▶ WHAT THIS TASK INVOLVES
In your reply, write out the records exactly, each line intact.

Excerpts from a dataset
◇ ◇ ◇ ◇ ◇

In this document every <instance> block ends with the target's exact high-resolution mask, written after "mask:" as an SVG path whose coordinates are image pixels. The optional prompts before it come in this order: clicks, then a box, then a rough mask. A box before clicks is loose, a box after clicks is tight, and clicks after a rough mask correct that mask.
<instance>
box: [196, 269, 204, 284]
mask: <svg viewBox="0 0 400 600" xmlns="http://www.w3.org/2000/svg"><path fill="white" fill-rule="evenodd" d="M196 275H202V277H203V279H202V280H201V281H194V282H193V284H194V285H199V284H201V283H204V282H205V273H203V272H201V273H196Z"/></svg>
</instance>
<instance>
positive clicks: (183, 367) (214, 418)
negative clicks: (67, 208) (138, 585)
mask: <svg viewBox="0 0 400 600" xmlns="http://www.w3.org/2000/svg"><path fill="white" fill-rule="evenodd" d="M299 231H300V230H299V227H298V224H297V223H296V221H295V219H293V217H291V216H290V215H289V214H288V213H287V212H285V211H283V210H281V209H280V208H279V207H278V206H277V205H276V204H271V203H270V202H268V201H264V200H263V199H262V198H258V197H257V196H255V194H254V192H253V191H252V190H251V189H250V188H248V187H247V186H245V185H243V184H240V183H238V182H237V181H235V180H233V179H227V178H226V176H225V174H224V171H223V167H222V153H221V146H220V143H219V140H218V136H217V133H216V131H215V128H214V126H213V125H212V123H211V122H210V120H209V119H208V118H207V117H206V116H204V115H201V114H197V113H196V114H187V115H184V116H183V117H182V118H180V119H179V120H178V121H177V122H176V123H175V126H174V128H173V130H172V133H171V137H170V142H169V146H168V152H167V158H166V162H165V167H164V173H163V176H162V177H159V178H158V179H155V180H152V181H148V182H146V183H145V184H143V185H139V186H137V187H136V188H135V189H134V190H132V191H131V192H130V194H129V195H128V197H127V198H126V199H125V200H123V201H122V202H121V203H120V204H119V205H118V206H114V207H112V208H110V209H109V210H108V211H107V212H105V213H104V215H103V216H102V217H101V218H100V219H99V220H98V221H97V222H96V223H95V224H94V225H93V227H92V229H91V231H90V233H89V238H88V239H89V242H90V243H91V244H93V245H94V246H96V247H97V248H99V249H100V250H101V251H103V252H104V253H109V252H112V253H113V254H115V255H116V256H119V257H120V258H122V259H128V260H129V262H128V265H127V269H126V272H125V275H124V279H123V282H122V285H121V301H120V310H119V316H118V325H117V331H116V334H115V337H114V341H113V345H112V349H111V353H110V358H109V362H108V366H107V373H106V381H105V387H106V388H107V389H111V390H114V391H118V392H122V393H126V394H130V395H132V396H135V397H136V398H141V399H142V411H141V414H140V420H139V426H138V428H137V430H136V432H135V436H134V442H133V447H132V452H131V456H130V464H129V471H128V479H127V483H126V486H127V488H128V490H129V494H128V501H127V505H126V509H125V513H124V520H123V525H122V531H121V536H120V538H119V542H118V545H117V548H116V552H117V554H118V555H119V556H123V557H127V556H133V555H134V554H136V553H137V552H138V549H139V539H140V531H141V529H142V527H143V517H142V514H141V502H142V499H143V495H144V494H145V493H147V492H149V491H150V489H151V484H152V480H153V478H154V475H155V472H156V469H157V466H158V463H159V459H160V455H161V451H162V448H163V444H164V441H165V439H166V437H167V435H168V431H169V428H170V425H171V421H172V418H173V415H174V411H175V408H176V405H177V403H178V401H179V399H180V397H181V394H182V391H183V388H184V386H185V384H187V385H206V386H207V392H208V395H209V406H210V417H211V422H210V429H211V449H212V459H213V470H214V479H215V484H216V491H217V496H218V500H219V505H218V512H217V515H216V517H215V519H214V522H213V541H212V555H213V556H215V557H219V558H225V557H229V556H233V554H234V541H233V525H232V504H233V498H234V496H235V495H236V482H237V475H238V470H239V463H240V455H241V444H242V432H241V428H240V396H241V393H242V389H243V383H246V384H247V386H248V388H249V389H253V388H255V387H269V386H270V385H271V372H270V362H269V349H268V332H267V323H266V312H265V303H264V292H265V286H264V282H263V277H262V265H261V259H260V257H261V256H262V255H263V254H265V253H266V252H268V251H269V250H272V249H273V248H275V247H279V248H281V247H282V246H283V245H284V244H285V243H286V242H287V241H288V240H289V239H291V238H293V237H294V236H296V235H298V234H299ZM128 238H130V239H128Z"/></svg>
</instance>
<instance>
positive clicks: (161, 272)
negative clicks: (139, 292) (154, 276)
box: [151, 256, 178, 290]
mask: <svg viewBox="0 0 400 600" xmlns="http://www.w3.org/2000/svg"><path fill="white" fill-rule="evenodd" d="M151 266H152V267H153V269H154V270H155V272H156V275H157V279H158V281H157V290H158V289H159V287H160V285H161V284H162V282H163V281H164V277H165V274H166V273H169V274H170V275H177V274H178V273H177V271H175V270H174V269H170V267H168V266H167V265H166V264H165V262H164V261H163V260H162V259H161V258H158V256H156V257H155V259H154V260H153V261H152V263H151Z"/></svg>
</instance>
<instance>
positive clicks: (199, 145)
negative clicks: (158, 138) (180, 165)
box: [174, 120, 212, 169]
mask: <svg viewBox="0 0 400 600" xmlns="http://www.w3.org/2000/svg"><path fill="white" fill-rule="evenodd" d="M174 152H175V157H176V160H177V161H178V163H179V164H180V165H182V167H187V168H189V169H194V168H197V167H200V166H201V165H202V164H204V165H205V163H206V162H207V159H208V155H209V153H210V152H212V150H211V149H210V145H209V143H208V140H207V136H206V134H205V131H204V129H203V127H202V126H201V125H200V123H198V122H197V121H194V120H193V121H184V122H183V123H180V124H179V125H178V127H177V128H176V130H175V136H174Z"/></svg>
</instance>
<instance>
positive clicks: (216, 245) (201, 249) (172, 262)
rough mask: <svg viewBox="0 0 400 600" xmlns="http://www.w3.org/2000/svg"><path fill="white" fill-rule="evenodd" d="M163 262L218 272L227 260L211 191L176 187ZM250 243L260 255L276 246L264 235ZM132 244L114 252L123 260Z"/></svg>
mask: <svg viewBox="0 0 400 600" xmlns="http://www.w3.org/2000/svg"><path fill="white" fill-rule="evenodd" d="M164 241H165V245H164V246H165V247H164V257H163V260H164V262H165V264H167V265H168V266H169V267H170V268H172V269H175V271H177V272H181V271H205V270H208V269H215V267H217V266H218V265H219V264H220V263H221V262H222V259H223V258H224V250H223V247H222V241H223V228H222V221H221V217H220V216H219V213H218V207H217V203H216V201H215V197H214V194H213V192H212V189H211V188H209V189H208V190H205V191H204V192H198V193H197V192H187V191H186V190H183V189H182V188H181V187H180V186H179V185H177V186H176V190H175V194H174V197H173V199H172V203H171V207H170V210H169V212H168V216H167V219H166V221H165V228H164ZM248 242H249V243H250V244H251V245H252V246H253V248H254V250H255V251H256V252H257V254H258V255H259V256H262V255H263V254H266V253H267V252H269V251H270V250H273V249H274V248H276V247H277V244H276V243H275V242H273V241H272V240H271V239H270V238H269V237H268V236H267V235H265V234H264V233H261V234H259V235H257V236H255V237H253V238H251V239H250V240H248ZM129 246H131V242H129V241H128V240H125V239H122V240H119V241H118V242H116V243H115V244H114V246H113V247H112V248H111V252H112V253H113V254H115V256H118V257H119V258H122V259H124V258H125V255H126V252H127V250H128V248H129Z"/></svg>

◇ ◇ ◇ ◇ ◇

▶ TASK SOLUTION
In this document every <instance> block ends with the target's exact high-resolution mask, written after "mask:" as an SVG path whose coordinates are image pixels. The optional prompts before it come in this order: clicks, then a box, then a rough mask. A box before clicks is loose, a box after clicks is tight, and clicks after a rough mask correct that mask.
<instance>
box: [196, 269, 204, 284]
mask: <svg viewBox="0 0 400 600" xmlns="http://www.w3.org/2000/svg"><path fill="white" fill-rule="evenodd" d="M196 275H202V277H203V279H202V280H201V281H194V282H193V284H194V285H199V284H201V283H204V282H205V273H203V272H201V273H196Z"/></svg>
</instance>
<instance>
positive clicks: (183, 367) (214, 418)
negative clicks: (67, 208) (138, 585)
mask: <svg viewBox="0 0 400 600" xmlns="http://www.w3.org/2000/svg"><path fill="white" fill-rule="evenodd" d="M299 231H300V230H299V227H298V224H297V223H296V221H295V219H293V217H291V216H290V215H289V214H288V213H287V212H285V211H283V210H281V209H280V208H279V207H278V206H277V205H276V204H271V203H270V202H268V201H264V200H263V199H262V198H258V197H257V196H255V194H254V192H253V191H252V190H251V189H250V188H248V187H247V186H245V185H243V184H240V183H238V182H237V181H235V180H233V179H227V178H226V176H225V174H224V171H223V167H222V153H221V146H220V143H219V140H218V136H217V133H216V131H215V128H214V126H213V125H212V123H211V122H210V120H209V119H208V118H207V117H206V116H204V115H201V114H197V113H196V114H187V115H184V116H183V117H182V118H180V119H179V120H178V121H177V122H176V123H175V126H174V128H173V130H172V133H171V137H170V142H169V146H168V152H167V158H166V162H165V167H164V173H163V176H162V177H159V178H158V179H155V180H152V181H148V182H146V183H145V184H143V185H139V186H137V187H136V188H135V189H134V190H132V191H131V192H130V194H129V195H128V197H127V198H126V199H125V200H123V201H122V202H121V203H120V204H119V205H118V206H114V207H112V208H110V209H109V210H108V211H107V212H105V213H104V215H103V216H102V217H101V218H100V219H99V220H98V221H97V222H96V223H95V224H94V225H93V227H92V229H91V231H90V233H89V238H88V239H89V242H90V243H91V244H93V245H94V246H96V247H97V248H99V249H100V250H101V251H103V252H104V253H109V252H112V253H113V254H115V255H116V256H119V257H120V258H122V259H128V260H129V262H128V265H127V269H126V272H125V275H124V279H123V282H122V285H121V301H120V310H119V316H118V325H117V331H116V334H115V337H114V341H113V345H112V349H111V353H110V358H109V362H108V366H107V373H106V381H105V387H106V388H107V389H111V390H114V391H118V392H122V393H126V394H130V395H132V396H135V397H136V398H141V399H142V411H141V414H140V420H139V426H138V428H137V430H136V432H135V436H134V442H133V447H132V452H131V456H130V464H129V471H128V479H127V483H126V486H127V488H128V490H129V494H128V501H127V505H126V509H125V513H124V520H123V525H122V531H121V536H120V538H119V542H118V545H117V548H116V552H117V554H118V555H119V556H123V557H127V556H133V555H134V554H136V553H137V552H138V549H139V539H140V531H141V529H142V527H143V517H142V514H141V502H142V499H143V495H144V494H145V493H147V492H149V491H150V489H151V484H152V480H153V478H154V475H155V472H156V469H157V466H158V463H159V459H160V455H161V451H162V448H163V444H164V441H165V439H166V437H167V435H168V431H169V428H170V425H171V421H172V418H173V415H174V411H175V408H176V405H177V403H178V401H179V399H180V397H181V394H182V391H183V388H184V386H185V384H187V385H206V386H207V392H208V395H209V406H210V417H211V422H210V429H211V449H212V459H213V470H214V479H215V484H216V491H217V496H218V500H219V505H218V512H217V515H216V517H215V519H214V522H213V541H212V555H213V556H215V557H219V558H225V557H229V556H233V554H234V541H233V525H232V504H233V498H234V496H235V495H236V482H237V475H238V470H239V463H240V455H241V444H242V432H241V428H240V396H241V393H242V389H243V383H246V384H247V386H248V388H249V389H253V388H255V387H269V386H270V385H271V372H270V362H269V349H268V332H267V323H266V312H265V303H264V292H265V286H264V282H263V277H262V265H261V259H260V257H261V256H262V255H263V254H265V253H266V252H268V251H269V250H272V249H273V248H275V247H279V248H281V247H282V246H283V245H284V244H285V243H286V242H287V241H288V240H289V239H291V238H293V237H294V236H296V235H298V234H299ZM128 238H130V239H128Z"/></svg>
</instance>
<instance>
positive clicks: (161, 272)
negative clicks: (139, 292) (154, 276)
box: [151, 256, 178, 290]
mask: <svg viewBox="0 0 400 600" xmlns="http://www.w3.org/2000/svg"><path fill="white" fill-rule="evenodd" d="M151 266H152V267H153V269H154V270H155V272H156V275H157V279H158V281H157V290H158V289H159V287H160V285H161V284H162V282H163V281H164V277H165V274H166V273H169V274H170V275H177V274H178V273H177V271H175V270H174V269H170V267H168V266H167V265H166V264H165V262H164V261H163V260H162V259H161V258H158V256H156V257H155V259H154V260H153V261H152V263H151Z"/></svg>
</instance>
<instance>
positive clicks: (199, 145)
negative clicks: (158, 138) (180, 165)
box: [174, 120, 212, 169]
mask: <svg viewBox="0 0 400 600" xmlns="http://www.w3.org/2000/svg"><path fill="white" fill-rule="evenodd" d="M174 152H175V157H176V160H177V161H178V163H179V164H180V165H182V167H187V168H189V169H194V168H197V167H200V166H201V165H202V164H204V165H205V163H206V162H207V159H208V155H209V153H210V152H212V150H211V149H210V145H209V143H208V140H207V136H206V134H205V131H204V129H203V127H202V126H201V125H200V123H198V122H197V121H194V120H193V121H184V122H183V123H180V124H179V125H178V127H177V128H176V130H175V136H174Z"/></svg>
</instance>
<instance>
positive clicks: (216, 245) (201, 249) (172, 262)
rough mask: <svg viewBox="0 0 400 600" xmlns="http://www.w3.org/2000/svg"><path fill="white" fill-rule="evenodd" d="M163 262L218 272L227 260L211 191L176 187ZM250 243L260 255L276 246L264 235ZM132 244L114 252L123 260Z"/></svg>
mask: <svg viewBox="0 0 400 600" xmlns="http://www.w3.org/2000/svg"><path fill="white" fill-rule="evenodd" d="M164 241H165V245H164V246H165V247H164V257H163V260H164V262H165V264H167V265H168V266H169V267H170V268H172V269H175V271H177V272H181V271H205V270H208V269H215V267H217V266H218V265H219V264H220V263H221V262H222V259H223V258H224V250H223V247H222V241H223V228H222V221H221V217H220V216H219V213H218V207H217V203H216V201H215V197H214V194H213V192H212V189H211V188H209V189H208V190H205V191H204V192H198V193H197V192H187V191H186V190H183V189H182V188H181V187H180V186H179V185H177V186H176V190H175V194H174V197H173V199H172V203H171V207H170V210H169V212H168V216H167V219H166V221H165V228H164ZM248 242H249V243H250V244H251V245H252V246H253V248H254V250H255V251H256V252H257V254H258V255H259V256H262V255H263V254H266V253H267V252H269V251H270V250H273V249H274V248H276V247H277V244H276V243H275V242H273V241H272V240H271V239H270V238H269V237H268V236H267V235H265V234H264V233H261V234H259V235H257V236H255V237H253V238H251V239H250V240H248ZM129 246H131V242H129V241H128V240H125V239H122V240H119V241H118V242H116V243H115V244H114V246H113V247H112V248H111V252H112V253H113V254H115V256H118V257H119V258H122V259H124V258H125V255H126V252H127V250H128V248H129Z"/></svg>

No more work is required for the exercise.